PROBLEM SET:
1. In the court opinion excerpt, copy everything from "The issue before" down to "in Hinds County.", substituting "valuation" for each occurrence of "appraisal".
2. According to the court opinion excerpt, in what year did the legislature enact the exception to the general rule on where an offense is tried?

EXCERPT TO READ:
+++++
Our legislature as early as 1857 enacted an exception to this general rule. It is now Mississippi Code 1942 Annotated section 2429 (1956), which states:

When an offense is committed partly in one county and partly in another, or where the acts, effects, means, or agency occur in whole or in part in different counties, the jurisdiction shall be in either county in which said offense was commenced, prosecuted, or consummated, where prosecution shall be first begun.

The constitutionality of this act was upheld in Aldridge v. State, 232 Miss. 368, 99 So. 2d 456 (1958). It is noted inter alia that the jurisdictional issue raised by the appellant is directed to the proposition that the offense charged was committed totally in Hinds County or, if not entirely there, then in a combination of the First Judicial Districts of Harrison County and Hinds County, but in either event none of the elements of the crime charged occurred in the Second Judicial District of Harrison County where the appellant was tried. In approaching this problem we note initially that when two judicial districts are created in a county, the effect is the same for jurisdictional purposes as if they were two counties. Isabel v. State, 101 Miss. 371, 58 So. 1 (1912); Passons v. State, 208 Miss. 545, 45 So. 2d 131 (1950). There can be no doubt from the evidence that the defendant could have been tried in Hinds County, the offense having been consummated there.

The critical issue is whether an essential element of the crime occurred in the Second Judicial District of Harrison County. In Addington v. State, 199 Kan. 554, 431 P.2d 532 (1967), the Court discussed the early common law rule which required prosecution of a defendant in the county where the offense was consumated or, if the offense consisted of a series of acts, then in a county where one of the acts was in itself a complete crime. The opinion progresses to the announcement that:

By the time the constitutions of the various states were adopted it became an established rule that the English common law requirement as to venue, as modified by early statutes, was satisfied if the prosecution took place in either county where the offense occurred partly in one *17 county or partly in another, or if the prosecution took place in a county where the overt act or the effect of the overt act occurred. (431 P.2d at 540) (Emphasis added.)

The Court was careful to point out, however, that the mere existence in some county of acts of the accused, lawful in and of themselves, but necessary to be alleged and proven in order to establish the crime as charged, does not invoke jurisdiction so as to permit the trial of a defendant in such county.

The issue before the Court can be briefly stated as follows: The property acquired by Rogers lies in the Second Judicial District of Harrison County. The deeds conveying title into Meadows and subsequently to Rogers, the "false" deeds of Rogers to Meadows and Riley, and the deed of Rogers to the State are all recorded in the First Judicial District of the county. The appraisal of Burns containing the figure of $256,000, related by Rogers to be "his investment," and the appraisal of Dunn containing the reference to the false deeds as valid, were either lodged, or to be lodged, in the highway department's files in Hinds County.
+++++
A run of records
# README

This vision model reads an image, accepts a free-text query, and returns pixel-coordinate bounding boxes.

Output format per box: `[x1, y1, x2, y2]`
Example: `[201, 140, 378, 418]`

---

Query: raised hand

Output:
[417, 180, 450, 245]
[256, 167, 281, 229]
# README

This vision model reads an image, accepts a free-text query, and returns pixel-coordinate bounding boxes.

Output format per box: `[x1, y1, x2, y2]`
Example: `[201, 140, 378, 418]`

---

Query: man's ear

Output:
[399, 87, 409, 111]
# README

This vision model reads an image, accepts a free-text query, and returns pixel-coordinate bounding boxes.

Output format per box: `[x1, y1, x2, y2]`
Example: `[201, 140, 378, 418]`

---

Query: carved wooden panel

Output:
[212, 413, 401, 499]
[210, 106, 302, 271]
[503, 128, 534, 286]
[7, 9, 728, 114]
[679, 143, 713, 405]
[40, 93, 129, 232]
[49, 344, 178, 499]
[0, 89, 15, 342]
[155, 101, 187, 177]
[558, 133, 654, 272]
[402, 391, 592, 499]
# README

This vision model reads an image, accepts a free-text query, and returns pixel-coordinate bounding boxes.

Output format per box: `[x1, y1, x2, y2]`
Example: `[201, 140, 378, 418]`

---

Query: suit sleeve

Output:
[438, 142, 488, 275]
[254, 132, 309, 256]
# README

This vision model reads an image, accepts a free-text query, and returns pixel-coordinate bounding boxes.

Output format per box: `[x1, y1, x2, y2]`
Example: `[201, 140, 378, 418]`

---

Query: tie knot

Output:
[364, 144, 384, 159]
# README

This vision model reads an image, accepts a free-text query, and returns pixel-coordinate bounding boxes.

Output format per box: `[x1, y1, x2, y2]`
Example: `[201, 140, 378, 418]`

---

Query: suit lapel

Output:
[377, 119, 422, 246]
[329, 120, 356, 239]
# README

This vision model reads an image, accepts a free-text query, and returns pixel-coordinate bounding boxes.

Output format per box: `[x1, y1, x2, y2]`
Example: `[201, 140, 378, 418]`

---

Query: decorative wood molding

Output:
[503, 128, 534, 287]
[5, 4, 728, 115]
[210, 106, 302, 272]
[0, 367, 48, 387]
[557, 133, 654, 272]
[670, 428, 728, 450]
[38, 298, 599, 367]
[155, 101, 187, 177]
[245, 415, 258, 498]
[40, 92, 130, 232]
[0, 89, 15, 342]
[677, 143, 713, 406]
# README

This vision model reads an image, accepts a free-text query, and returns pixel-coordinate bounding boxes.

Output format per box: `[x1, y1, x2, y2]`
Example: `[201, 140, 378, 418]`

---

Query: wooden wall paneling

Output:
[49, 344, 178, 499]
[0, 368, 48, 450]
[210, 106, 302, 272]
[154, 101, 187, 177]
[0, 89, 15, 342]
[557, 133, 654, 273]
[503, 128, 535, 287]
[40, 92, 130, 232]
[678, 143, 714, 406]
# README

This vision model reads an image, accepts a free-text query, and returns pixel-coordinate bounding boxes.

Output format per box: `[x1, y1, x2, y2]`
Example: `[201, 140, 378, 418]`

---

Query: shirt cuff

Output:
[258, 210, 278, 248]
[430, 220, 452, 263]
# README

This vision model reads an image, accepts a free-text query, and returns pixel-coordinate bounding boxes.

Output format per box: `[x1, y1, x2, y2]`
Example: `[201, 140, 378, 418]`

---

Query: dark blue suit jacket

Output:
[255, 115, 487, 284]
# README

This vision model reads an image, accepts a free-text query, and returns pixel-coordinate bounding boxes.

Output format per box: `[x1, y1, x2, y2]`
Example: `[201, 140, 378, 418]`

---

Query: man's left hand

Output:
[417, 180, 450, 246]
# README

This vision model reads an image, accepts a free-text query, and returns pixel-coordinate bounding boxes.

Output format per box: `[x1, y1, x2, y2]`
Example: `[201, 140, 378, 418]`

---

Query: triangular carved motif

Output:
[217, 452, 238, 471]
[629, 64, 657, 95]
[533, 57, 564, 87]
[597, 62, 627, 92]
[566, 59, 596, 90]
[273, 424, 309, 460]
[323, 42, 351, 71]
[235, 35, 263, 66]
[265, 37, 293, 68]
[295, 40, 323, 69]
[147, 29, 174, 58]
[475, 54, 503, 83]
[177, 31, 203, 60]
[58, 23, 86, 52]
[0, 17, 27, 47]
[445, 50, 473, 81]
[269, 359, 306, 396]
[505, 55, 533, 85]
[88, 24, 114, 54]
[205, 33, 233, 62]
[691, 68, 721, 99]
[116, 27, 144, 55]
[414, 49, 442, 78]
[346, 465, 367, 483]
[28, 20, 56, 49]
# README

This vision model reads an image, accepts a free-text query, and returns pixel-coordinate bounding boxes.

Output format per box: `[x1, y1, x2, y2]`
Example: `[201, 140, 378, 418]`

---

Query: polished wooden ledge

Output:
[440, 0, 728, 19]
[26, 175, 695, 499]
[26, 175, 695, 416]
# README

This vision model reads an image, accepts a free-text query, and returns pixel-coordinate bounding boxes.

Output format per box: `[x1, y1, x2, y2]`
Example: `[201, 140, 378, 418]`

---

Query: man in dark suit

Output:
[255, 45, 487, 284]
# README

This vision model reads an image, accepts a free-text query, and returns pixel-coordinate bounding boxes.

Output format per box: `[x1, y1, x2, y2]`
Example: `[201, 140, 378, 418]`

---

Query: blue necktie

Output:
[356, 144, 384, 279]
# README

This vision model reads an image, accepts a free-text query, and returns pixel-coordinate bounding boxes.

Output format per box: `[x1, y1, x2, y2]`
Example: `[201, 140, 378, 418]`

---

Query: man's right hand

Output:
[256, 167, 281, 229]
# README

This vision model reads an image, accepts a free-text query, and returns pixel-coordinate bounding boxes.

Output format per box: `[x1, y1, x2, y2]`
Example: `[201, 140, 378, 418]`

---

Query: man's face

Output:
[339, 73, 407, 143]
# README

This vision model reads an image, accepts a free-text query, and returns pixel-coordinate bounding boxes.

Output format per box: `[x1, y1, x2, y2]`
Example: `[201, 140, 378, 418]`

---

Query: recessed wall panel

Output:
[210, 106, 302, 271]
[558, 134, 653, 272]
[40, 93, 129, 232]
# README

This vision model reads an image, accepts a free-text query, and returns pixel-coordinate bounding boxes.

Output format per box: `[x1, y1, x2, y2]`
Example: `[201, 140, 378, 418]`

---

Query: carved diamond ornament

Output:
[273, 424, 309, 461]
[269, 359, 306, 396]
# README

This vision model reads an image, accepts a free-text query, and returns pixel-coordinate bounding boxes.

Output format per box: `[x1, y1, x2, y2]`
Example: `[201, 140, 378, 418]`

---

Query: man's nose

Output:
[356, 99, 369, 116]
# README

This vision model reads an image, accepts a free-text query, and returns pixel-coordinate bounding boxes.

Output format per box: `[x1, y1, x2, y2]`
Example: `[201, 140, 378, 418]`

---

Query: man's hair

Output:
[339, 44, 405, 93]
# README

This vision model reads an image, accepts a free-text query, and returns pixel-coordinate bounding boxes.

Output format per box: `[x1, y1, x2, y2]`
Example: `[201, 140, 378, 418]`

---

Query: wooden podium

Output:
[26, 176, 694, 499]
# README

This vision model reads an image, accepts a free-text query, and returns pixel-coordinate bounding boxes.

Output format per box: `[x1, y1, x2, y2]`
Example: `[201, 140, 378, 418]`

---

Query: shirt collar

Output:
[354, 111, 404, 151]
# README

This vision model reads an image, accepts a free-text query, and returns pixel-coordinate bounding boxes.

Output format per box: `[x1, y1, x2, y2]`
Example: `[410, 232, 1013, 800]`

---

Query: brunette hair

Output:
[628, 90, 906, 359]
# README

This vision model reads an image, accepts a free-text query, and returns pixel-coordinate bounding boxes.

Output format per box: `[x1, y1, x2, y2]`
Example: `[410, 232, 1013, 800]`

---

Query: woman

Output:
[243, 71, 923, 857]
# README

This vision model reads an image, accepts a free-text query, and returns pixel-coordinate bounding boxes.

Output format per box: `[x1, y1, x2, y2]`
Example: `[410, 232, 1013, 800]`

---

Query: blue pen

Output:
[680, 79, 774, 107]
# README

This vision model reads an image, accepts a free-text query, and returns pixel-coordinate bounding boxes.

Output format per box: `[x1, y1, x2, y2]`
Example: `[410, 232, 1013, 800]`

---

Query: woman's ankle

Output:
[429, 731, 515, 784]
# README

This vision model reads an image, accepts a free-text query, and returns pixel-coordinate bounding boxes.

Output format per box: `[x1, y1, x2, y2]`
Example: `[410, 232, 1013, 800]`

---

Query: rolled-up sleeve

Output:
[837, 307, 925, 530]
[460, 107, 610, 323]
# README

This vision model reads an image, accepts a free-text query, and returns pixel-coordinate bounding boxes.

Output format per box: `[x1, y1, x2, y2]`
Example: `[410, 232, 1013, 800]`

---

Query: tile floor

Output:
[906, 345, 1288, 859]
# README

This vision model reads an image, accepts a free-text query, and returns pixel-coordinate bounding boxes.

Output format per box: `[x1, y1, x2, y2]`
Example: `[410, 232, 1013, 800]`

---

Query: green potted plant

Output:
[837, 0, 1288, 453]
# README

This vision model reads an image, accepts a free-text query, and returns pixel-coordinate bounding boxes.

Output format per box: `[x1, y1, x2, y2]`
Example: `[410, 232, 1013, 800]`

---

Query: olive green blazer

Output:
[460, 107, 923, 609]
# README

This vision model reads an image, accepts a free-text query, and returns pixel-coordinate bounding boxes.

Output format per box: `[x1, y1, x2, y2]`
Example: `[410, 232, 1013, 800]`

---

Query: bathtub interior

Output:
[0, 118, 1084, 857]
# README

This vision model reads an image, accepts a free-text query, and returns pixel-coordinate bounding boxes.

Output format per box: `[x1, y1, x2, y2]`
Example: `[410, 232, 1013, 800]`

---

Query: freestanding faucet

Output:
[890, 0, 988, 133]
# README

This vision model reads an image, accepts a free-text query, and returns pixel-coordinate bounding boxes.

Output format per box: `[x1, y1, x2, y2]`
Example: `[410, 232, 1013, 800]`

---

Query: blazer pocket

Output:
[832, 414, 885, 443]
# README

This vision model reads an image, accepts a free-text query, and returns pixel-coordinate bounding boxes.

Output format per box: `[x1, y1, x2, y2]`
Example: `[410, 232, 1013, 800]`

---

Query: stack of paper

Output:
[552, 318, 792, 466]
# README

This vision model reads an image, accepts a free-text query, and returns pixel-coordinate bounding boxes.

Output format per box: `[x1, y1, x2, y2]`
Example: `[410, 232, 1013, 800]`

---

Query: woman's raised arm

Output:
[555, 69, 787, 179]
+++++
THE RESPONSES:
1.
The issue before the Court can be briefly stated as follows: The property acquired by Rogers lies in the Second Judicial District of Harrison County. The deeds conveying title into Meadows and subsequently to Rogers, the "false" deeds of Rogers to Meadows and Riley, and the deed of Rogers to the State are all recorded in the First Judicial District of the county. The valuation of Burns containing the figure of $256,000, related by Rogers to be "his investment," and the valuation of Dunn containing the reference to the false deeds as valid, were either lodged, or to be lodged, in the highway department's files in Hinds County.

2. 1857